**Exercise instructions:** Write out each line of the entries below that holds the word "crest".
===== Supplied records
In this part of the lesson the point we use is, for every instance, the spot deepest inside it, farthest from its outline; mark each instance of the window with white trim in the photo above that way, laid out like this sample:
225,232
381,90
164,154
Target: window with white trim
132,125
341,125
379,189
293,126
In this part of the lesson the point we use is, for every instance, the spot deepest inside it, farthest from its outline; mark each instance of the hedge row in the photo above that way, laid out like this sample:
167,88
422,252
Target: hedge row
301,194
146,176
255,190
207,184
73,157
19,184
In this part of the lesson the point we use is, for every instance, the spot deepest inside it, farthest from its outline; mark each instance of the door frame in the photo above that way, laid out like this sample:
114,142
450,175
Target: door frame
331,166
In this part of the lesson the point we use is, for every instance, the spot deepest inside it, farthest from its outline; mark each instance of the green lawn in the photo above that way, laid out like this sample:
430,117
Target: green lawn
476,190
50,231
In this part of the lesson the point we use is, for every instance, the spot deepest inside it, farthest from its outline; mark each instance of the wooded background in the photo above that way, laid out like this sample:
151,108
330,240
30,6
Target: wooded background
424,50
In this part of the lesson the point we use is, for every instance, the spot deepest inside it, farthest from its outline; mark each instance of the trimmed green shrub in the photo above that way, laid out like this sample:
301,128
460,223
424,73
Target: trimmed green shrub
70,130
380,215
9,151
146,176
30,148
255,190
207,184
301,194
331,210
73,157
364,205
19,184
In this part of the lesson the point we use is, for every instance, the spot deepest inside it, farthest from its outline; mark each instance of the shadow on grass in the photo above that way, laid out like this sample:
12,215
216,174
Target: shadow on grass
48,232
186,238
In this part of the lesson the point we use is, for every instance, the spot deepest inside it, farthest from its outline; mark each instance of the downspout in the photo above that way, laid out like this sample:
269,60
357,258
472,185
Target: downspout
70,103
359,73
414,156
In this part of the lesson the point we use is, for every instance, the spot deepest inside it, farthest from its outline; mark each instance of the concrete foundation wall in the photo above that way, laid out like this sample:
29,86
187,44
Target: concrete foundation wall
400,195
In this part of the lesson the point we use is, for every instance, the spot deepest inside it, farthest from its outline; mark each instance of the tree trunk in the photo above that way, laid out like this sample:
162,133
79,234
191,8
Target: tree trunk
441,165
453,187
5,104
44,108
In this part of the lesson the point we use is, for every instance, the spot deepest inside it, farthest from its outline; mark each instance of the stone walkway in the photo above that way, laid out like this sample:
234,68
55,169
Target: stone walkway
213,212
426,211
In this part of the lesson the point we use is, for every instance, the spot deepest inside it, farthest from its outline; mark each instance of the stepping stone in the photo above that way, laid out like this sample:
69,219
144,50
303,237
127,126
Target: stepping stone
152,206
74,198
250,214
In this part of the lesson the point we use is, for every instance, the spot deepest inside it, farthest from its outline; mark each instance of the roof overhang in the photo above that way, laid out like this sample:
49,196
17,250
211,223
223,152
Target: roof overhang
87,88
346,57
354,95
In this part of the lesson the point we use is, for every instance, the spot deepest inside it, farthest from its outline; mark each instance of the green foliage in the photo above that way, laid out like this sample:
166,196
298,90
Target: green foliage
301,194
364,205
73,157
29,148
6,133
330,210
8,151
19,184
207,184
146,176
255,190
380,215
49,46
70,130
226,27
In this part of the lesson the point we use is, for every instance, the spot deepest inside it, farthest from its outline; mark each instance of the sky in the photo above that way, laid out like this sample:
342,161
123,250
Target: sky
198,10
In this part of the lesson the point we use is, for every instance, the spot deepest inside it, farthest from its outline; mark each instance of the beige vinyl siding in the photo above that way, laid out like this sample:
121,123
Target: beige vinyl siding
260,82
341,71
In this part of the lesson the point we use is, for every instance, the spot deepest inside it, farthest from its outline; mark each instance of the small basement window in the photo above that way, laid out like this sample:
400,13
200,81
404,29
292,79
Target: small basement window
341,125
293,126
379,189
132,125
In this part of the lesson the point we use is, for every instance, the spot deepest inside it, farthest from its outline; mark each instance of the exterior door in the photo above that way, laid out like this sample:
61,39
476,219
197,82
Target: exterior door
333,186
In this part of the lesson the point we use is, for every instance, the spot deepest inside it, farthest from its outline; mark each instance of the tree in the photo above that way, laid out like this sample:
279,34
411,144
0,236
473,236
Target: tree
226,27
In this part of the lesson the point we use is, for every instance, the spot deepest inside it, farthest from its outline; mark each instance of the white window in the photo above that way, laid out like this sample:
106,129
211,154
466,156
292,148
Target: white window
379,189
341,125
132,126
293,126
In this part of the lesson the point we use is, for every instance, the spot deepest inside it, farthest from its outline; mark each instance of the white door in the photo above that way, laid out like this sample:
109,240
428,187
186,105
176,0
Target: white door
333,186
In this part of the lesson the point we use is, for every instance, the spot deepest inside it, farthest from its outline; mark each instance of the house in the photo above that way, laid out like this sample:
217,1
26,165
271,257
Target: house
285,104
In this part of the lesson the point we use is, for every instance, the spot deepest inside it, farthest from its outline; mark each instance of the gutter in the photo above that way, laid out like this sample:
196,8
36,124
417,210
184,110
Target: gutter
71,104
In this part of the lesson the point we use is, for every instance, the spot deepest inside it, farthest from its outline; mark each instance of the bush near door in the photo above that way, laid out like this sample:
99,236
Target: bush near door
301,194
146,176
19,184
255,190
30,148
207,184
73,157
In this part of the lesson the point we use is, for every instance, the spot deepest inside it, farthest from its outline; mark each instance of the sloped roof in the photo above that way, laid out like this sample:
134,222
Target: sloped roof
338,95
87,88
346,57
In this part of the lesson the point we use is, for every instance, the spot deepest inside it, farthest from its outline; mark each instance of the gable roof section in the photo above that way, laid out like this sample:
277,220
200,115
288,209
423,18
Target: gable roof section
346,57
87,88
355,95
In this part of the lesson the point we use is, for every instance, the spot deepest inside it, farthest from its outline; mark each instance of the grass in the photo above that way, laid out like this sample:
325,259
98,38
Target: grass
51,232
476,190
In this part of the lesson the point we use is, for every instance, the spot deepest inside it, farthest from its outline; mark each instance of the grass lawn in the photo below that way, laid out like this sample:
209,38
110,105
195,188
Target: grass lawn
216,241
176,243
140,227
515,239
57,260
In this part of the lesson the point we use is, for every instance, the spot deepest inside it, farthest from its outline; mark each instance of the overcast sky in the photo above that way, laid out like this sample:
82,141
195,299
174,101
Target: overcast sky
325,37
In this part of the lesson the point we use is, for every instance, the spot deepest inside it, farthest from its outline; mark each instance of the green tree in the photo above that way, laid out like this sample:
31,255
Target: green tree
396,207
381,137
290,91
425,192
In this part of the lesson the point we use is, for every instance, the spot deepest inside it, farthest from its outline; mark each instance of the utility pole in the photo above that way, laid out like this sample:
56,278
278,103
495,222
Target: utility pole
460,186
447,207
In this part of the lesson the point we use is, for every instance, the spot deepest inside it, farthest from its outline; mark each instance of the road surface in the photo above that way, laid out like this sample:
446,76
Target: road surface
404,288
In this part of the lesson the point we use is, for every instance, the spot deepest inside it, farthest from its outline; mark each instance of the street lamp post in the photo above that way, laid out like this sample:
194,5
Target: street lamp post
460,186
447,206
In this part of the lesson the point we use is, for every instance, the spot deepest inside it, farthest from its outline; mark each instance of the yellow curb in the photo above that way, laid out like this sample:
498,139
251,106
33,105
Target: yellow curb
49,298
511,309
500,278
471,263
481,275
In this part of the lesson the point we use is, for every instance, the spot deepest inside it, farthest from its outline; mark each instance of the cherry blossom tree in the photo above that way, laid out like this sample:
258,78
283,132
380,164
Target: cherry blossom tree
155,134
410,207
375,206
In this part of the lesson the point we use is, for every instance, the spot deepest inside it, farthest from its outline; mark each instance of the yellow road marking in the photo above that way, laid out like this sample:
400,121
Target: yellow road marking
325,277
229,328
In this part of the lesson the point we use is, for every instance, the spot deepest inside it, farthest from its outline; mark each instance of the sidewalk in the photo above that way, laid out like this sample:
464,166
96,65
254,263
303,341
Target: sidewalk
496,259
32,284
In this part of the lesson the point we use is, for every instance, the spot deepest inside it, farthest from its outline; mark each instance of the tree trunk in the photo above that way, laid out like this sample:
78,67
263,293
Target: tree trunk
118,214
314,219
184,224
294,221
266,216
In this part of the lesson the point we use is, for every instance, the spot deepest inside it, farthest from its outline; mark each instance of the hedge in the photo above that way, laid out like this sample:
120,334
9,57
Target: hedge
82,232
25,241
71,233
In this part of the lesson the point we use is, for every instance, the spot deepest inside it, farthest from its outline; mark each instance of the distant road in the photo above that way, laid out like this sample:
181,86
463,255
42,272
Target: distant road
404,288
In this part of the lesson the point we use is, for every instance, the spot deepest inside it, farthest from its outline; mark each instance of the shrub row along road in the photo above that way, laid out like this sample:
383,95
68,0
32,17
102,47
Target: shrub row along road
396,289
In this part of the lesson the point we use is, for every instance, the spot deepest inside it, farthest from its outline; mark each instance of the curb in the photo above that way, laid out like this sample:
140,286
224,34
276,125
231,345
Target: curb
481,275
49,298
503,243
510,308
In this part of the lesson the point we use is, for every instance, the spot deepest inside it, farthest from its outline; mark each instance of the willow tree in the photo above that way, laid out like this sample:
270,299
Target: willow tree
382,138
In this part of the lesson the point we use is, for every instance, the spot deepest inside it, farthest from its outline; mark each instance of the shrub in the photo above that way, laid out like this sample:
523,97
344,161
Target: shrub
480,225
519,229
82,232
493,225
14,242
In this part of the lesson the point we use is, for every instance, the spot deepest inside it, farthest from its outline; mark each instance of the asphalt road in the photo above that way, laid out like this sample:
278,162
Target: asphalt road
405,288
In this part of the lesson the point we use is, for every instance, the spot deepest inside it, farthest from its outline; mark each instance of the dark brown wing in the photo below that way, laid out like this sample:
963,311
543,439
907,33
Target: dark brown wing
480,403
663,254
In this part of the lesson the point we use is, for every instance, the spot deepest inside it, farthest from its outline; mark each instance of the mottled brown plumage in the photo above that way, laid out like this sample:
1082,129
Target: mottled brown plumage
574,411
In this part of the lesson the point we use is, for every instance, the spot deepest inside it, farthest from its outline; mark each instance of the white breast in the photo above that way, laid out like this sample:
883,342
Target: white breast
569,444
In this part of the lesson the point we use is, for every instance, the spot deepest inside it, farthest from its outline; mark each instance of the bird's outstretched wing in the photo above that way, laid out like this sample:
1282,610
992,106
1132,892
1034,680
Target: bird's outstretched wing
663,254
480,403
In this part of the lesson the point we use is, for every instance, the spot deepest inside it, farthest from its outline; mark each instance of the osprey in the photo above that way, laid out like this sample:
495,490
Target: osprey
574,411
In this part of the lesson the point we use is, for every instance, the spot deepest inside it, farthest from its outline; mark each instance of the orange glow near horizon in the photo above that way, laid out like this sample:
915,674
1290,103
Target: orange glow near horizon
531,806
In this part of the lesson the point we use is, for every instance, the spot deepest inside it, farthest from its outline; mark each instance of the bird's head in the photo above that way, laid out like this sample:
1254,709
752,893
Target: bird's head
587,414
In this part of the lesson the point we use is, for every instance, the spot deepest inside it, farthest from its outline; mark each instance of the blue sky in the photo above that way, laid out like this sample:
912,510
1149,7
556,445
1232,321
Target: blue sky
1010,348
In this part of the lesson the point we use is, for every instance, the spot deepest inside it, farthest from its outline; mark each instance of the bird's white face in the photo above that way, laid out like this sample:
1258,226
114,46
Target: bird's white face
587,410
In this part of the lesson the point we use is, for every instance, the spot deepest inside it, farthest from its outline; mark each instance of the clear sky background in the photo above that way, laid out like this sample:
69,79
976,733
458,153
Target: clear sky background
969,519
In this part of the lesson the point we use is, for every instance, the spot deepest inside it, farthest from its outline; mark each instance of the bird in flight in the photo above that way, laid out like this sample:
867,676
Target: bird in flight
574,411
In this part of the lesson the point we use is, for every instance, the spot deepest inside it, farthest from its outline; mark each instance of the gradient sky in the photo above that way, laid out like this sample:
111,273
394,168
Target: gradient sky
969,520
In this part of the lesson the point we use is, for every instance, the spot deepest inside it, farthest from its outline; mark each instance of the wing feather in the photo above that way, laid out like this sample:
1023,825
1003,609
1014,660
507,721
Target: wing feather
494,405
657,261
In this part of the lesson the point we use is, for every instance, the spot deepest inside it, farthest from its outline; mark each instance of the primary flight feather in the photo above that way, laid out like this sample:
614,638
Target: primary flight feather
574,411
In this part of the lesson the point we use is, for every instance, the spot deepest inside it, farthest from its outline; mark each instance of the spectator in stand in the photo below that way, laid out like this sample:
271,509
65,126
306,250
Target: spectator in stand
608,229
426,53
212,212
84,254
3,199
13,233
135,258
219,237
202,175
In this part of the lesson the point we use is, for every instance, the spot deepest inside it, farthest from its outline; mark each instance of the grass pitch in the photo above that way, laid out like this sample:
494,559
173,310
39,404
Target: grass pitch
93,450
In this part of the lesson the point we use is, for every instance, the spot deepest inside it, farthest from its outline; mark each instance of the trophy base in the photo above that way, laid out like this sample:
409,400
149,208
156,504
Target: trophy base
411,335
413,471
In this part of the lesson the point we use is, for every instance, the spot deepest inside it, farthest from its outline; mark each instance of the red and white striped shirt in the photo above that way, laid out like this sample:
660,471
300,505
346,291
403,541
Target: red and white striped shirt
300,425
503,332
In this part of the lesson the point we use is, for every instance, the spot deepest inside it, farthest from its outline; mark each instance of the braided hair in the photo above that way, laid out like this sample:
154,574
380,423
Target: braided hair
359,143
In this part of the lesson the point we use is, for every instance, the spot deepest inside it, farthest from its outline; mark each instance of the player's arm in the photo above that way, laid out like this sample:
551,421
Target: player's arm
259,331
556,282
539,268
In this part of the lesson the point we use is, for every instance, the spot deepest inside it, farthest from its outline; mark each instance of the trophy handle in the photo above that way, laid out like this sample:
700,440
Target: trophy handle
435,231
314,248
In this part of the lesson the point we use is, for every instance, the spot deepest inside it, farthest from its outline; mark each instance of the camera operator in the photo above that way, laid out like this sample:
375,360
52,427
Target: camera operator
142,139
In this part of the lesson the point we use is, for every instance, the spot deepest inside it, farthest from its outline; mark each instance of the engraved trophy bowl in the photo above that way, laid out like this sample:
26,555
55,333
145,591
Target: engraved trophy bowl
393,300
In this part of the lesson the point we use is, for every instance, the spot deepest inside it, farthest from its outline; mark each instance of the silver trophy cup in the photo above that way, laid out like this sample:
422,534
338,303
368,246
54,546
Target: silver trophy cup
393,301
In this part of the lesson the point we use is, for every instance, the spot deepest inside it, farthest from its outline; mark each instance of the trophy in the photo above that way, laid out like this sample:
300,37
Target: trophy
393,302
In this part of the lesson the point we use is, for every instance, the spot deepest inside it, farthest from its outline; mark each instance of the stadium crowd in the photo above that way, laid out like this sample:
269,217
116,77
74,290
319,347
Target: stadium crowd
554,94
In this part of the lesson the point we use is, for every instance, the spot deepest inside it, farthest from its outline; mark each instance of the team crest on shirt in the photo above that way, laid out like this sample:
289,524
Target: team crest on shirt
==========
**Exercise answer:**
In this part of the lesson the point we use is, for every instance, the spot deepest inside it, farthest from its outline; mark each instance of the team crest on shirt in the photo above that way, laid out like this sample:
Target: team crest on shirt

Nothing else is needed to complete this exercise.